**Estratto del testo:**
——

Alessandra Palombo, iomare, Liberodiscrivere 2004
Il percorso acquatico si srotola in orizzontale, curvo per quanto è tondo il pianeta che ci sopporta.
La
questua, patita di mare in mare, richiede l’ausilio di un remo-bastone
per spingersi tra le onde della memoria: quel bagaglio di passioni,
pensieri e palpiti idonei, anche se scompigliati talvolta, a svelare noi
a noi stessi affinché si arrivi a conoscere l’essenza del nostro Sé:
“cerco me, nel mio mare,/ per capire chi io sia”.
Remo-bastone sono i
brani del cantore più amato, Teognide o Achmatova, come le riflessioni
meglio incise nell’animo in moto di pellegrinaggio; e persino gli
stralci di cronaca o i suggerimenti offerti da qualche giornale a
salvaguardia del nostro benessere fisico.
L’unica verticalità è
quella che a precipizio va incontro al fondale dell’acqua interiore:
ambito esclusivo nel quale guazza lo spirito nella sua smania verso il
Settimo Mare; laddove il remo-bastone, deposto, non compare, né serve
più, giacché acqua-salata e coscienza-di-sé formano quel tutt’uno
chiamato Iomare.
Il gabbiano, gatto che vola, cerca ancora una salpa o
una mèndola per la propria fame, ma la ricerca non impegna oltre, né
chiede ulteriori risposte.
La geometria delle stelle e dei battiti
cardiaci, necessario aiuto alla tribolazione del navigare, è contenuta
in un unico cielo senza un Profeta che lo voglia scalare. La metafora
deambula il mare al plurale, quella raccolta delle acque alla quale il
Padreterno appioppò il nome di “Mari”.
L’evoluzione della gagliardìa
vitale ha la sua trama nei liquidi, anche in quello del sangue aggrumato
che talora si squaglia e si sparge nello spiazzo consacrato a tempi
laici di devoto rigore e religioso rispetto.
Così nel Primo Mare lo
spirito, attore scanzonato e immaginifico, alita tra i “capelli
spettinati” di un’infanzia in posa, quindi ancora condizionata da una
motivata vanità: “modificare la cornice del mio seno”, si chiede.

——

**Estratto dei dati:**
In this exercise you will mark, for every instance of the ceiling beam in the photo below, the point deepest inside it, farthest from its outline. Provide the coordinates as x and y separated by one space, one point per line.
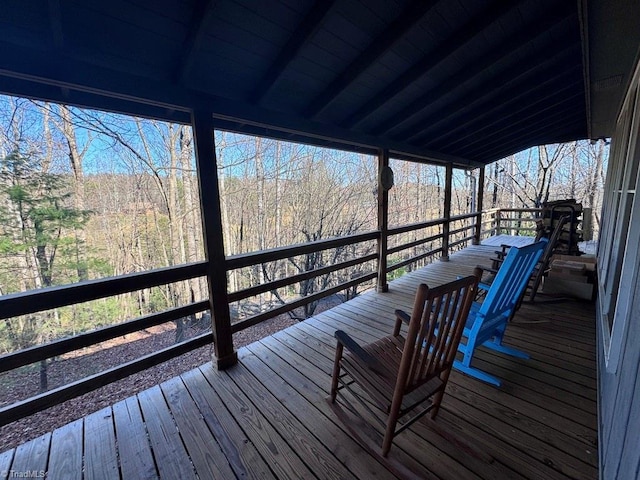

——

**Esercizio assegnato:**
Trascrivi dal testo su iomare il passo compreso tra "Il gabbiano, gatto" e "e religioso rispetto.", estremi inclusi.

**Risposta corretta:**
Il gabbiano, gatto che vola, cerca ancora una salpa o
una mèndola per la propria fame, ma la ricerca non impegna oltre, né
chiede ulteriori risposte.
La geometria delle stelle e dei battiti
cardiaci, necessario aiuto alla tribolazione del navigare, è contenuta
in un unico cielo senza un Profeta che lo voglia scalare. La metafora
deambula il mare al plurale, quella raccolta delle acque alla quale il
Padreterno appioppò il nome di “Mari”.
L’evoluzione della gagliardìa
vitale ha la sua trama nei liquidi, anche in quello del sangue aggrumato
che talora si squaglia e si sparge nello spiazzo consacrato a tempi
laici di devoto rigore e religioso rispetto.